Study text:
Dontrez Styles will announce his transfer destination next week, and the former Tar Heels sophomore may make Triangle history.
Styles, a former four-star recruit who played sparingly under coach Hubert Davis, entered the transfer portal following UNC’s season. He immediately heard from more than a dozen potential transfer destinations, but, according to internet recruiting reports, he took only two visits. The second one was to Georgetown, a former Big East power rebuilding under new coach Ed Cooley.
The other? NC State.
The two Tobacco Road rivals don’t generally share much of anything, except animosity, but if Styles switched from Carolina Blue to the Wolfpack Red and White, he would, based on North State Journal research, become the first player to suit up for both schools on the hardwood in more than 75 years.

Task instructions: According to the article on Dontrez Styles, which two schools did he visit after entering the transfer portal? The entries that follow aren't needed for anything here.

Listed entries:
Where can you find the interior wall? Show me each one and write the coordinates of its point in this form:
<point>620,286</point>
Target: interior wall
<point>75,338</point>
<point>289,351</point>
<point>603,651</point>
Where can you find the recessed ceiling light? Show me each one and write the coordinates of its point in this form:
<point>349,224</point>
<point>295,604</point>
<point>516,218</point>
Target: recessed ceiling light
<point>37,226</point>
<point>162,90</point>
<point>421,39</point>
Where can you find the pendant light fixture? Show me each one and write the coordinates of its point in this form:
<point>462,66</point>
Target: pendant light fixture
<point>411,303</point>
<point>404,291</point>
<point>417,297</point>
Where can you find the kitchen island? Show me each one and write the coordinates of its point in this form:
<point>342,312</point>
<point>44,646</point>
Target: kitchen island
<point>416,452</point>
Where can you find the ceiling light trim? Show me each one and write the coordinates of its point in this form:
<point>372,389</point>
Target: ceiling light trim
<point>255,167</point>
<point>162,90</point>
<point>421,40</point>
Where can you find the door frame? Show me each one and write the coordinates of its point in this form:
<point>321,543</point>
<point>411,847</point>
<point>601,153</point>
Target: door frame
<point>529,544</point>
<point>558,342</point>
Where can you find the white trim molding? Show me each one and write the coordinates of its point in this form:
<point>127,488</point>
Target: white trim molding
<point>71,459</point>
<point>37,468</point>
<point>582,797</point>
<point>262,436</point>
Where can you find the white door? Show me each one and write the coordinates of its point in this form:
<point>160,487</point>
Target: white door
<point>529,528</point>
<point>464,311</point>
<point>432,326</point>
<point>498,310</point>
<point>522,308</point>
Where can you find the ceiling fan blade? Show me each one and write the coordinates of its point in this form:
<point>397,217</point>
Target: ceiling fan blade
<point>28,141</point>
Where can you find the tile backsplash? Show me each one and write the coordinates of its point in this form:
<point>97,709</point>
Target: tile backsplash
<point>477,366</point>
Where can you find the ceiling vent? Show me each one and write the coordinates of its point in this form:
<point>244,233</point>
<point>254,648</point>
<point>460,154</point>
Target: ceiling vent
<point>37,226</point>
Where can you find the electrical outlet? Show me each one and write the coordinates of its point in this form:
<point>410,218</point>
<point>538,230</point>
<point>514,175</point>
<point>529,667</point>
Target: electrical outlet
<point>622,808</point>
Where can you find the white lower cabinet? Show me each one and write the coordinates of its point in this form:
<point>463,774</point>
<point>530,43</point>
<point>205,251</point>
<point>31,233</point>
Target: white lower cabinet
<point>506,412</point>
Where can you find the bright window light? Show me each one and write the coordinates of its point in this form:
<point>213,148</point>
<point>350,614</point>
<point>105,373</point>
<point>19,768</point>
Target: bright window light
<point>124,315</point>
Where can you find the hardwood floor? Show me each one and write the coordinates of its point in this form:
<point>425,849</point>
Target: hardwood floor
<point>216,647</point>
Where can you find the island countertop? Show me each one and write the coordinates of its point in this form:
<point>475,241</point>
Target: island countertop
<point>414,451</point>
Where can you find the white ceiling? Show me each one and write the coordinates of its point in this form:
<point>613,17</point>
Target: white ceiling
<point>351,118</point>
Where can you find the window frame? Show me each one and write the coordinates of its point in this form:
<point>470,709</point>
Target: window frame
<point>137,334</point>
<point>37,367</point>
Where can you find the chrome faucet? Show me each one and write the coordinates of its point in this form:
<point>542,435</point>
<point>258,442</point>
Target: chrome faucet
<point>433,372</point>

Task result: Georgetown and NC State.